Exercise prompt:
Reproduce exactly the lines from the one containing "Where can you find the muddy" through the last line of the records below, both included, and nothing else.

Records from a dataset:
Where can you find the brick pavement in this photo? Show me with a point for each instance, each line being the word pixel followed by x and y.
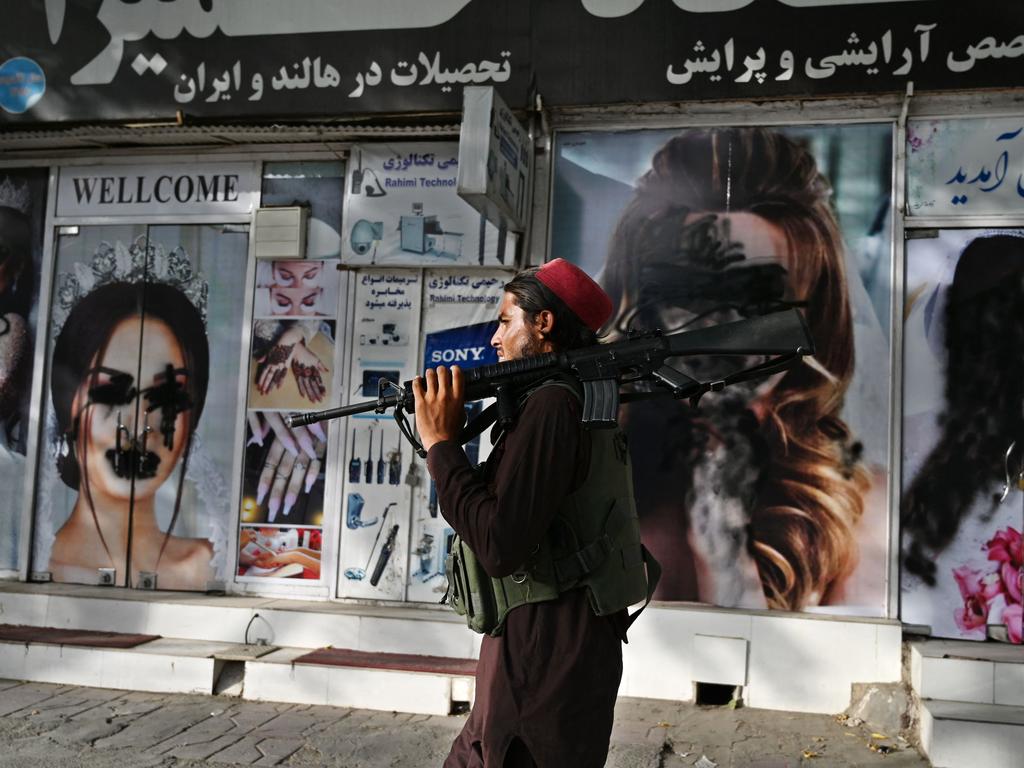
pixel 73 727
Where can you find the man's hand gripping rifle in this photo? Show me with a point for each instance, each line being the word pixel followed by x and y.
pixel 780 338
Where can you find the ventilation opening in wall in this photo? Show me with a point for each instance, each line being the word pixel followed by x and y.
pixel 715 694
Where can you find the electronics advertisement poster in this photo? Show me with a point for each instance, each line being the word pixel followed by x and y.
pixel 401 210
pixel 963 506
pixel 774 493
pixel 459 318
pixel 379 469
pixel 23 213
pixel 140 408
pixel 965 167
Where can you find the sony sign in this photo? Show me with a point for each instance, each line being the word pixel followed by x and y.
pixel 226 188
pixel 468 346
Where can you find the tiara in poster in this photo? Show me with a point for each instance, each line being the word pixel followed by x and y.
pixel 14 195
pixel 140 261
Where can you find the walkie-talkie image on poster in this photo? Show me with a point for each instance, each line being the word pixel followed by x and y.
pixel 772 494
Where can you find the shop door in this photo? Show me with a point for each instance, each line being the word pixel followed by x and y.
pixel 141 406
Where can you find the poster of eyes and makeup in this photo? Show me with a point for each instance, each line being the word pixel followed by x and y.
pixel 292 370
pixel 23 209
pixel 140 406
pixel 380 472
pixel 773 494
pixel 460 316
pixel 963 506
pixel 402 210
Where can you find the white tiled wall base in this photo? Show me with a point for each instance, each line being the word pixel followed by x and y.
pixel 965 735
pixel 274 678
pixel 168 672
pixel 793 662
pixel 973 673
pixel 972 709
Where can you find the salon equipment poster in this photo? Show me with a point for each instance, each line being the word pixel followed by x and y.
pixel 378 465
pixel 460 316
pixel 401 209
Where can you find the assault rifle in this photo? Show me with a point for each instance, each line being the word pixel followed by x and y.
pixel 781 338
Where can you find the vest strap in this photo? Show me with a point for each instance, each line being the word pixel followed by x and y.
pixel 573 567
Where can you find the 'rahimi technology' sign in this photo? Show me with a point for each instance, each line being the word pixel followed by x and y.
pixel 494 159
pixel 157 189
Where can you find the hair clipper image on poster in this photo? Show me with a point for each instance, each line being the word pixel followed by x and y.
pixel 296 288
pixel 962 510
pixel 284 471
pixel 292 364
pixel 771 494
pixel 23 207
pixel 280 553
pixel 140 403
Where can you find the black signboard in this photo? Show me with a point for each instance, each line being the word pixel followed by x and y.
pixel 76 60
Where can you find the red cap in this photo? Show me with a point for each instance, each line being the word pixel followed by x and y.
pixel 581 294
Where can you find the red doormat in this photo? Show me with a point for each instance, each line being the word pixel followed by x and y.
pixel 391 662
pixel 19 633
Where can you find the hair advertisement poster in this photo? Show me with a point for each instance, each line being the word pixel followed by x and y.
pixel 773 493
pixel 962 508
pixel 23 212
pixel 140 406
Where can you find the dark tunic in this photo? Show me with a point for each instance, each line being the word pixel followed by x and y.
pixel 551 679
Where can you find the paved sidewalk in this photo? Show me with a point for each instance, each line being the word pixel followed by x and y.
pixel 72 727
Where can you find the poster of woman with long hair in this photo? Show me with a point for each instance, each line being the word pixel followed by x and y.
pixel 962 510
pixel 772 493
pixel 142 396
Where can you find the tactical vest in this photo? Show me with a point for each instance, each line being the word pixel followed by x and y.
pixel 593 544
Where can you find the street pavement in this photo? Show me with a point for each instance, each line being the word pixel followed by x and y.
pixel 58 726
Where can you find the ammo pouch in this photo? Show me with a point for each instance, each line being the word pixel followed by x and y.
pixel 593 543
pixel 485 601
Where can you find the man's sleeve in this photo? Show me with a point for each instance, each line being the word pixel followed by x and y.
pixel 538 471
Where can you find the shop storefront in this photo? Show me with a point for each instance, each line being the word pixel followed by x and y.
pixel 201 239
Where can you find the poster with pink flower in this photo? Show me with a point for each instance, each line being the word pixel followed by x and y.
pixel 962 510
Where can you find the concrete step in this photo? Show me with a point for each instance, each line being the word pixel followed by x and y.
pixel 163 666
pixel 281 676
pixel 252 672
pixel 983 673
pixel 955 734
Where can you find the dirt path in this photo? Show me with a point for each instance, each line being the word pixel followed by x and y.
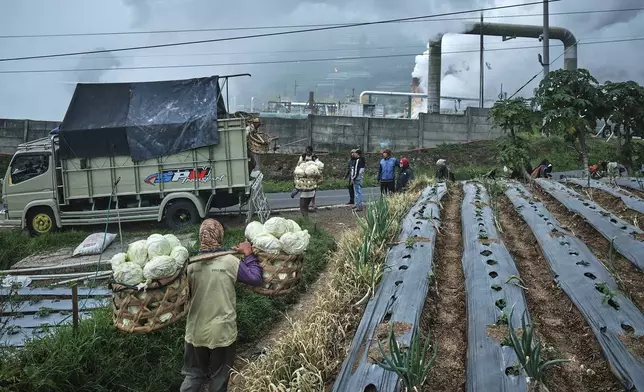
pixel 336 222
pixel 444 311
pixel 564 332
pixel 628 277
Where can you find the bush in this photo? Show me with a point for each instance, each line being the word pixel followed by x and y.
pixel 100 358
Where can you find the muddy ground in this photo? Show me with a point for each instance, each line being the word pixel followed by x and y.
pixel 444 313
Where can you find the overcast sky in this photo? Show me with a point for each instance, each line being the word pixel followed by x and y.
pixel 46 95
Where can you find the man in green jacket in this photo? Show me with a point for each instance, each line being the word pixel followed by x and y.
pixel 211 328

Written response:
Where can you find the muddy ground in this photo? Show me with a point for each instance, each line being the word pixel followed by x and y.
pixel 444 313
Where can you find the overcast sky in this photo? Show me with a point for each instance, each line being the word pixel followed by x and y.
pixel 46 95
Where can you find the man in green jacket in this photo? Show me with a point for each instance, each line being the word pixel followed by x and y.
pixel 211 328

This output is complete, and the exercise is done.